[Items]
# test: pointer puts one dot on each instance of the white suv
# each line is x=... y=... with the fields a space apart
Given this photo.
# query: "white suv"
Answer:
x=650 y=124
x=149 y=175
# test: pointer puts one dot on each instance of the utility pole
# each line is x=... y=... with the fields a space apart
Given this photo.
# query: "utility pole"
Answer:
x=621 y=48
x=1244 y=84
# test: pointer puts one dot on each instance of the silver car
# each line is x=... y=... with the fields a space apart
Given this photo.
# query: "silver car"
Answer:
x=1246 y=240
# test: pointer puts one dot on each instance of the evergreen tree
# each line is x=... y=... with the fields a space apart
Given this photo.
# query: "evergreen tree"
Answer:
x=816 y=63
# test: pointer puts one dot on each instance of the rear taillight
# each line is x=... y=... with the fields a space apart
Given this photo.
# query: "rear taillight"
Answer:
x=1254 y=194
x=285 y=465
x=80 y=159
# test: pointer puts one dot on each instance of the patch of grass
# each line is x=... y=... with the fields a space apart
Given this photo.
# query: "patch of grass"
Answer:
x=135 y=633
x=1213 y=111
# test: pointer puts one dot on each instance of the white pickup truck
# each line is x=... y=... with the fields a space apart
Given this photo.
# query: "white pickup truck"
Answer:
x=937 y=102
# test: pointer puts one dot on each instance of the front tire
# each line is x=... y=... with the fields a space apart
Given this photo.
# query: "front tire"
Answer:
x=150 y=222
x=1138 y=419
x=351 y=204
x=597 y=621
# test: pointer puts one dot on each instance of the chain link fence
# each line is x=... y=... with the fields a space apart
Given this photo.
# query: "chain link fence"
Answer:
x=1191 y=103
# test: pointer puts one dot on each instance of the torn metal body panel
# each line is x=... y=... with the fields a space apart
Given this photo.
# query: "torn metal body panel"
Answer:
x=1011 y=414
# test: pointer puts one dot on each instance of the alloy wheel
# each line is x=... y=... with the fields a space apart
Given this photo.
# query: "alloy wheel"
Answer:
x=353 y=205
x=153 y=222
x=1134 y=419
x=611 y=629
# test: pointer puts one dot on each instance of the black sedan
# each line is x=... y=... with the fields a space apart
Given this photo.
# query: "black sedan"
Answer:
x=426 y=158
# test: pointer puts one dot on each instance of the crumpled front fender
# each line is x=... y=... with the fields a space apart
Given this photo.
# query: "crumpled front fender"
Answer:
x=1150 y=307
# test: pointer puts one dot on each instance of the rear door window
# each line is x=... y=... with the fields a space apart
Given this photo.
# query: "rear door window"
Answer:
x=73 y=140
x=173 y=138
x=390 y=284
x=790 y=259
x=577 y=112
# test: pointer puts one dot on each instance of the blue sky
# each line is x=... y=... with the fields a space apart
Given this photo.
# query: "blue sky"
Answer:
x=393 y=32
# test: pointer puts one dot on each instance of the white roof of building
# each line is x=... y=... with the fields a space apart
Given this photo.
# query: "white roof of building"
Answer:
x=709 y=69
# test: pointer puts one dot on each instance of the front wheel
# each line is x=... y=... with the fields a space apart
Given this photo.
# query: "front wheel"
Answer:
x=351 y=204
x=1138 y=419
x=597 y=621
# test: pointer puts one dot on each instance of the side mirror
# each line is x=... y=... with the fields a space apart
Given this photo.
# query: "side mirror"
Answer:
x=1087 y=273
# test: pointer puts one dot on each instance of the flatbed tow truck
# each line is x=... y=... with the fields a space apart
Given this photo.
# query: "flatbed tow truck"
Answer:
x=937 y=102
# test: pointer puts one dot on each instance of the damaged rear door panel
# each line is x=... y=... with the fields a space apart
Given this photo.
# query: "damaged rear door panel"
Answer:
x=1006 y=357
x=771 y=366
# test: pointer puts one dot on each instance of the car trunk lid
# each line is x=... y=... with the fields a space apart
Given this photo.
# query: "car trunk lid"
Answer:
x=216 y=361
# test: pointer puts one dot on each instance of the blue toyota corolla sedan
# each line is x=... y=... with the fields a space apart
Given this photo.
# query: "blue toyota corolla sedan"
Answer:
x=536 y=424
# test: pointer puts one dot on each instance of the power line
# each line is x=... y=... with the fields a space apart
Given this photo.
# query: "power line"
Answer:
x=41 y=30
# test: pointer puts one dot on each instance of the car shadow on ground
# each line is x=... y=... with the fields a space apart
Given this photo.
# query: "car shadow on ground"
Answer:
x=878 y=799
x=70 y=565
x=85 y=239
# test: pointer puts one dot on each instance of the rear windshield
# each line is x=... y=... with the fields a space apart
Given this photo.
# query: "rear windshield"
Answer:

[Instructions for the task] Render every line of the records above as a JSON array of strings, one string per line, omitting any blank lines.

[Response to the exercise]
[
  "# test: pointer puts one dot on each instance of the white suv",
  "# each line is x=... y=... with the fields a space apart",
  "Given this photo.",
  "# query: \"white suv\"",
  "Answer:",
  "x=650 y=124",
  "x=149 y=175",
  "# test: pointer puts one dot on each instance of the utility pole",
  "# each line is x=... y=... with the fields a space apart",
  "Given this photo.",
  "# query: \"utility pole\"",
  "Answer:",
  "x=621 y=48",
  "x=1244 y=84",
  "# test: pointer puts one dot on each instance of the silver car",
  "# each line is x=... y=... with the fields a space apart",
  "Given this photo.",
  "# query: \"silver car\"",
  "Answer:",
  "x=1246 y=240",
  "# test: pointer puts one dot on each instance of the evergreen tree",
  "# each line is x=... y=... with the fields a space apart",
  "Given this photo.",
  "# query: \"evergreen tree\"",
  "Answer:",
  "x=816 y=63",
  "# test: pointer puts one dot on each instance of the rear taillight",
  "# each line is x=... y=... with the fields a space apart",
  "Given this photo.",
  "# query: \"rear taillight\"",
  "Answer:",
  "x=1254 y=194",
  "x=285 y=465",
  "x=80 y=159",
  "# test: pointer puts one dot on each instance of the patch of grass",
  "# each line is x=... y=... with the fields a space apart",
  "Given this photo.",
  "# query: \"patch of grass\"",
  "Answer:",
  "x=135 y=633",
  "x=1213 y=111",
  "# test: pointer puts one dot on each instance of the white pickup truck",
  "# each line is x=... y=... with the fields a space apart",
  "Given this photo.",
  "# query: \"white pickup truck\"",
  "Answer:",
  "x=937 y=102",
  "# test: pointer puts one dot on each instance of the front tire",
  "# each line is x=... y=... with the fields a space apart",
  "Given this photo.",
  "# query: \"front tire\"",
  "Answer:",
  "x=150 y=222",
  "x=1138 y=419",
  "x=351 y=204",
  "x=597 y=621",
  "# test: pointer puts one dot on each instance of the chain link fence",
  "# each line is x=... y=... with the fields a space apart",
  "Given this photo.",
  "# query: \"chain link fence\"",
  "Answer:",
  "x=1191 y=103",
  "# test: pointer puts one dot on each instance of the torn metal body panel",
  "# each line is x=... y=... with the fields a space apart",
  "Given this photo.",
  "# query: \"torn metal body panel\"",
  "Answer:",
  "x=1011 y=414",
  "# test: pointer puts one dot on each instance of the alloy wheel",
  "# each line is x=... y=... with the fields a space apart",
  "Given this photo.",
  "# query: \"alloy wheel\"",
  "Answer:",
  "x=353 y=205",
  "x=153 y=222",
  "x=1134 y=419",
  "x=611 y=629",
  "# test: pointer puts one dot on each instance of the black sedan",
  "# each line is x=... y=... with the fields a space apart",
  "Given this photo.",
  "# query: \"black sedan\"",
  "Answer:",
  "x=426 y=158",
  "# test: pointer puts one dot on each instance of the crumpled front fender",
  "# each line is x=... y=... with the fields a space apart",
  "Given this photo.",
  "# query: \"crumpled front fender\"",
  "Answer:",
  "x=1150 y=307",
  "# test: pointer puts one dot on each instance of the rear door window",
  "# each line is x=... y=... with the fields a space apart",
  "Given this photo.",
  "# query: \"rear door window\"",
  "Answer:",
  "x=73 y=140",
  "x=173 y=138",
  "x=390 y=284",
  "x=790 y=259",
  "x=577 y=112",
  "# test: pointer puts one dot on each instance of the blue sky",
  "# each line is x=... y=... with the fields a space apart",
  "Given this photo.",
  "# query: \"blue sky\"",
  "Answer:",
  "x=393 y=32",
  "# test: pointer puts one dot on each instance of the white roof of building",
  "# each line is x=... y=... with the fields a space apart",
  "Given this photo.",
  "# query: \"white roof of building\"",
  "Answer:",
  "x=709 y=69",
  "# test: pointer puts one dot on each instance of the front wheel",
  "# each line is x=... y=... with the fields a space apart",
  "Given this photo.",
  "# query: \"front wheel\"",
  "Answer:",
  "x=351 y=204",
  "x=1138 y=419",
  "x=597 y=621",
  "# test: pointer puts one dot on each instance of the side mirror",
  "# each line is x=... y=... with the fields a space apart",
  "Given this photo.",
  "# query: \"side mirror\"",
  "Answer:",
  "x=1087 y=273",
  "# test: pointer puts one dot on each instance of the flatbed tow truck",
  "# each line is x=... y=... with the fields a space apart",
  "Given this photo.",
  "# query: \"flatbed tow truck\"",
  "Answer:",
  "x=937 y=102",
  "# test: pointer puts one dot on each instance of the damaged rear door panel",
  "# each line is x=... y=... with the fields a space apart",
  "Given this photo.",
  "# query: \"damaged rear door panel\"",
  "Answer:",
  "x=1006 y=357",
  "x=771 y=366",
  "# test: pointer puts one dot on each instance of the car trunk lid",
  "# each line is x=... y=... with the fields a space apart",
  "Given this photo.",
  "# query: \"car trunk lid\"",
  "Answer:",
  "x=216 y=361",
  "# test: pointer puts one dot on each instance of the blue toyota corolla sedan",
  "# each line is x=... y=... with the fields a space apart",
  "Given this photo.",
  "# query: \"blue toyota corolla sedan\"",
  "Answer:",
  "x=536 y=424",
  "# test: pointer puts one dot on each instance of the power line",
  "# each line is x=... y=... with the fields a space apart",
  "Given this photo.",
  "# query: \"power line\"",
  "Answer:",
  "x=41 y=30",
  "# test: pointer puts one dot on each instance of the car shadow on ground",
  "# each line is x=... y=... with the fields a space apart",
  "Given this photo.",
  "# query: \"car shadow on ground\"",
  "Answer:",
  "x=878 y=799",
  "x=70 y=565",
  "x=85 y=239",
  "# test: pointer puts one dot on each instance of the rear windshield",
  "# each line is x=... y=... with the fields a space apart",
  "Given this photo.",
  "# query: \"rear windshield\"",
  "Answer:"
]